## WHAT THIS TASK INVOLVES
Rewrite the data from the line containing "Give the outline of every instance of the **daisy**" through the line containing "M789 575L800 577L800", replacing every "ring" with "contour" and keeping everything else unchanged.

## SUPPLIED ENTRIES
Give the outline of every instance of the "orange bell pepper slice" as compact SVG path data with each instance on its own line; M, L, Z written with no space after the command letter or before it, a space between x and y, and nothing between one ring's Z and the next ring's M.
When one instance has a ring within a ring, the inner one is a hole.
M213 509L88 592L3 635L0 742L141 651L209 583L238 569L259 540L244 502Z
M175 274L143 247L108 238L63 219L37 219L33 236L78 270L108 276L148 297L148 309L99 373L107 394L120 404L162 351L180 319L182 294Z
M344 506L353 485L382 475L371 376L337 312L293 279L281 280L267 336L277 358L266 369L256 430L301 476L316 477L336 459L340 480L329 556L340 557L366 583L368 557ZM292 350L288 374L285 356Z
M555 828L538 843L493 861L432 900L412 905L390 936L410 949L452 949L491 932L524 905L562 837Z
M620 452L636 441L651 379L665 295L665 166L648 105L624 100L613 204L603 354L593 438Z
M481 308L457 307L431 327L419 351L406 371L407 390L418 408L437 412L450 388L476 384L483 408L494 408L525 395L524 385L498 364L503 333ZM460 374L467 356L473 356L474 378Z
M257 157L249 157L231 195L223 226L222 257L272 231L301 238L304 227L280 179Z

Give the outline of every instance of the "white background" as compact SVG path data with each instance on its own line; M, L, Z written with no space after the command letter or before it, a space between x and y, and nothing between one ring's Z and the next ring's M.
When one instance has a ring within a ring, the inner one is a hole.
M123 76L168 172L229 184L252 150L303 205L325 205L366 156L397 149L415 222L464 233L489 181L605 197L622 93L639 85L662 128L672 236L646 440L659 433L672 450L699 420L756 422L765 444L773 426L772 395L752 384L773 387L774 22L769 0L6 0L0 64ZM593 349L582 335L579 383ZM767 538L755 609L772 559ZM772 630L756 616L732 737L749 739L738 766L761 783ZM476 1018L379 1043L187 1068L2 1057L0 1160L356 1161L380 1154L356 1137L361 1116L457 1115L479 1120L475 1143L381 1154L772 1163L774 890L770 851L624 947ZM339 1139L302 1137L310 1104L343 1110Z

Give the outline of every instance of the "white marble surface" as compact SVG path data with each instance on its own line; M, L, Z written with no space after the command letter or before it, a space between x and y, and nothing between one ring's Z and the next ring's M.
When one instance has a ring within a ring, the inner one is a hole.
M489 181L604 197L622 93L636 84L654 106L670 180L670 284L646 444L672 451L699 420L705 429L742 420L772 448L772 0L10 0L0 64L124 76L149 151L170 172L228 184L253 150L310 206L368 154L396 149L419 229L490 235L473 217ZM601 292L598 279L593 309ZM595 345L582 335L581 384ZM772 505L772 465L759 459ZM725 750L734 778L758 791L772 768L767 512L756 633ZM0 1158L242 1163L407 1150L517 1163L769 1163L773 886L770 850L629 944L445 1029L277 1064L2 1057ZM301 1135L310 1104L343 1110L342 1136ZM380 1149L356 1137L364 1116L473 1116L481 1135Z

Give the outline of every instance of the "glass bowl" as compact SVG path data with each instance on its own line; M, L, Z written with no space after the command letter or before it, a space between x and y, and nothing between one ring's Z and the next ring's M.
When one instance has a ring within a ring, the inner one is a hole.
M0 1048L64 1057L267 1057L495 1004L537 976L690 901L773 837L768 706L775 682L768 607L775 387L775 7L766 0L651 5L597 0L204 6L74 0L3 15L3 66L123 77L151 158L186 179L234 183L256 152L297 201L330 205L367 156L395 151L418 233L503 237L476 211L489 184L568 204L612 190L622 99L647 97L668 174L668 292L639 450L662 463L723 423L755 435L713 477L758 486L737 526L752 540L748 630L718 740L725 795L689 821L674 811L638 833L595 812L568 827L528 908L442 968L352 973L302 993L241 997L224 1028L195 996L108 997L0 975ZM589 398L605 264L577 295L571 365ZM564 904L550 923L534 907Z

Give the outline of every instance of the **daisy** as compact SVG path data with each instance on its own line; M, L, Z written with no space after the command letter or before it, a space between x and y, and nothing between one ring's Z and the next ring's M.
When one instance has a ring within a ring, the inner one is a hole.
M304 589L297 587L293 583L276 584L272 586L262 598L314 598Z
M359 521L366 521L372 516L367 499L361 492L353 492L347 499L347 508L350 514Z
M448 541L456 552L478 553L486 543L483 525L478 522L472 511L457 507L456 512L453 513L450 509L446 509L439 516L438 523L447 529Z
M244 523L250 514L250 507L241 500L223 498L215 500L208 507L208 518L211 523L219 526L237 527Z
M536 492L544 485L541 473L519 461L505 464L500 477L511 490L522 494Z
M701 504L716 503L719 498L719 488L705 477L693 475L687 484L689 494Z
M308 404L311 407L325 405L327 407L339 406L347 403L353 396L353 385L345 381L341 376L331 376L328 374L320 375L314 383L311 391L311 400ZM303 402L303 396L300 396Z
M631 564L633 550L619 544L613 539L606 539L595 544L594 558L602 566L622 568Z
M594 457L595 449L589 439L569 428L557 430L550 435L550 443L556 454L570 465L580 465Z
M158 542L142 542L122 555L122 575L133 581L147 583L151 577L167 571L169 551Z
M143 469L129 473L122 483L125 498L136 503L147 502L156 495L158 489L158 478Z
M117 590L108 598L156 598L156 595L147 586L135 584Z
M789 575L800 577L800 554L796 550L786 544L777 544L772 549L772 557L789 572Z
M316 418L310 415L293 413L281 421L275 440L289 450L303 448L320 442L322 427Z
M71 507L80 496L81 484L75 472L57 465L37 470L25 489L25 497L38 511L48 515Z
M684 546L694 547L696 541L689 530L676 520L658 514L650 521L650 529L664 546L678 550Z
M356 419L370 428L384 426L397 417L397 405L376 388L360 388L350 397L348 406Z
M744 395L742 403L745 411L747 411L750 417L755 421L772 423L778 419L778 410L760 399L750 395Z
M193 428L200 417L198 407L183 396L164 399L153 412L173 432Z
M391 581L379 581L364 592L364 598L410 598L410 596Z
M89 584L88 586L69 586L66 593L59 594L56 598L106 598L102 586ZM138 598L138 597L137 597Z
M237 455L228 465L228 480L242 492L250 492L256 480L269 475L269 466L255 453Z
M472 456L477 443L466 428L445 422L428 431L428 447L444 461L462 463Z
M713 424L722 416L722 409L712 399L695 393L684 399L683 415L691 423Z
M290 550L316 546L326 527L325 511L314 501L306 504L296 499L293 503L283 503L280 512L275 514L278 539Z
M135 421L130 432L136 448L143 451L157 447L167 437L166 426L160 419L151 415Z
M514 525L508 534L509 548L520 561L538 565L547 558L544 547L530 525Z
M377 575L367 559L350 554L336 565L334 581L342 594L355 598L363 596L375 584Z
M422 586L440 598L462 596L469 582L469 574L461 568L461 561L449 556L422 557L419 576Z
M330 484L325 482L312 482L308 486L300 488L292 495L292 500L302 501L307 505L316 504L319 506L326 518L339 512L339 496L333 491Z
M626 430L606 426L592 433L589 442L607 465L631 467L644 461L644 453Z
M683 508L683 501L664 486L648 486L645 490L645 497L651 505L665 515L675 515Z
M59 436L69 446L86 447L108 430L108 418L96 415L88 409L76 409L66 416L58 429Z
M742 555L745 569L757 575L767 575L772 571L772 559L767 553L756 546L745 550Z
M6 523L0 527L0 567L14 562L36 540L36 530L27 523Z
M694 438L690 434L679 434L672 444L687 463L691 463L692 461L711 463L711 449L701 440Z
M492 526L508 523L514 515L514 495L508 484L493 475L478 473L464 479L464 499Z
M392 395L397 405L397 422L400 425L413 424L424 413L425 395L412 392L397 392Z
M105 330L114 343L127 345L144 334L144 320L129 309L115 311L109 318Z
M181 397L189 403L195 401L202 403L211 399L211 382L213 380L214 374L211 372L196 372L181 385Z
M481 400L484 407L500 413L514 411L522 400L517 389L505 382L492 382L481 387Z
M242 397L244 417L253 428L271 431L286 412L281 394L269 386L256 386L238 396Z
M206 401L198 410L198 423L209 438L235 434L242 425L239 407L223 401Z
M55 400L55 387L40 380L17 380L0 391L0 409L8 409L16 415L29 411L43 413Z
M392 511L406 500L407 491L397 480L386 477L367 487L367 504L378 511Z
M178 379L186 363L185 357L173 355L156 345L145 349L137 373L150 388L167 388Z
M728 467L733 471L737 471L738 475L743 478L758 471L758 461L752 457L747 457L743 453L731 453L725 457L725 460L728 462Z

## WRITTEN SOLUTION
Give the outline of every instance of the **daisy** as compact SVG path data with each instance on its own line; M, L, Z written with no space after the command letter or before it, a space between x and y, and nothing between one contour's Z and the next contour's M.
When one instance has a contour within a contour, the inner one is a hole.
M304 589L297 587L293 583L276 584L272 586L262 598L314 598Z
M359 521L366 521L372 516L367 499L361 492L353 492L347 499L347 508L350 514Z
M448 541L456 552L478 553L486 543L483 525L478 522L472 511L457 507L456 512L453 513L450 509L446 509L439 516L438 523L447 529Z
M244 523L250 514L250 507L241 500L223 498L215 500L208 507L208 518L211 523L219 526L237 527Z
M536 492L544 485L541 473L519 461L505 464L500 477L511 490L522 494Z
M701 504L716 503L719 498L719 488L705 477L693 475L687 484L689 494Z
M308 404L311 407L325 405L327 407L339 406L347 403L353 396L353 385L345 381L341 376L331 376L328 374L320 375L314 383L311 391L311 400ZM303 402L303 396L300 396Z
M631 564L633 550L619 544L613 539L606 539L595 544L594 558L602 566L622 568Z
M594 457L595 449L589 439L569 428L557 430L550 435L550 443L556 454L570 465L580 465Z
M158 542L142 542L122 555L122 575L133 581L147 583L151 577L167 571L169 551Z
M143 469L129 473L122 483L125 498L136 503L147 502L156 495L158 489L158 478Z
M117 590L108 598L156 598L156 595L147 586L135 584Z
M789 575L800 577L800 554L796 550L786 544L777 544L772 549L772 557L789 572Z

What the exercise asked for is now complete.